▸ MATERIAL TO PROCESS
****************************************

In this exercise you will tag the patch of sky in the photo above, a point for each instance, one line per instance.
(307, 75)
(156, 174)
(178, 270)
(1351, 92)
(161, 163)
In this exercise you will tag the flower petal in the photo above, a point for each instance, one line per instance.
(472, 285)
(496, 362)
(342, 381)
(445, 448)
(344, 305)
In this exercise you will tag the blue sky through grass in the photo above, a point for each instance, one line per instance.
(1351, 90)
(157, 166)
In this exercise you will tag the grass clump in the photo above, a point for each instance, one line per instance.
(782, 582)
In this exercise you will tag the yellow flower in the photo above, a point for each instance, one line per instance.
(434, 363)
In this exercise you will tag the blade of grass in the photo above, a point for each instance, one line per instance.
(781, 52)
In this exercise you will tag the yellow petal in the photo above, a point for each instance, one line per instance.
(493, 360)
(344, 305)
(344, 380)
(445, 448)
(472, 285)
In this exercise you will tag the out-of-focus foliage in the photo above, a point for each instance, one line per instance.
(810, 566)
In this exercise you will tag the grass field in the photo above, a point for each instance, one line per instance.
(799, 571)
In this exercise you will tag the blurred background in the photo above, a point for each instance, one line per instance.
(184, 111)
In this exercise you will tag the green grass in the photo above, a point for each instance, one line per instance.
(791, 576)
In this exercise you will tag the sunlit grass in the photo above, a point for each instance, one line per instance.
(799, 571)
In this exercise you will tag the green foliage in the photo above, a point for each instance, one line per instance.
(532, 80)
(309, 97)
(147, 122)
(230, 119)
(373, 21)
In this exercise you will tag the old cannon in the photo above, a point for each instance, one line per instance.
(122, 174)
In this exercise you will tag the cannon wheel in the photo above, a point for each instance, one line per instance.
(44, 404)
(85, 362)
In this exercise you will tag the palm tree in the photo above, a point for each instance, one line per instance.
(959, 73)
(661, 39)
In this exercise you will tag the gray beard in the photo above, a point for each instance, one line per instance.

****************************************

▸ DIRECTIVE
Write out the records again from the line with "In this exercise you will tag the palm" through the end of the records, requests included. Multiply every coordinate in the answers by 0.65 and round to the nearest whole number, rounding halves up.

▸ WRITTEN SOLUTION
In this exercise you will tag the palm tree in the photo above, a point for each instance, one line per instance.
(623, 47)
(430, 25)
In this exercise you will tag the gray beard in the photo above, a point for each instance, one line per instance.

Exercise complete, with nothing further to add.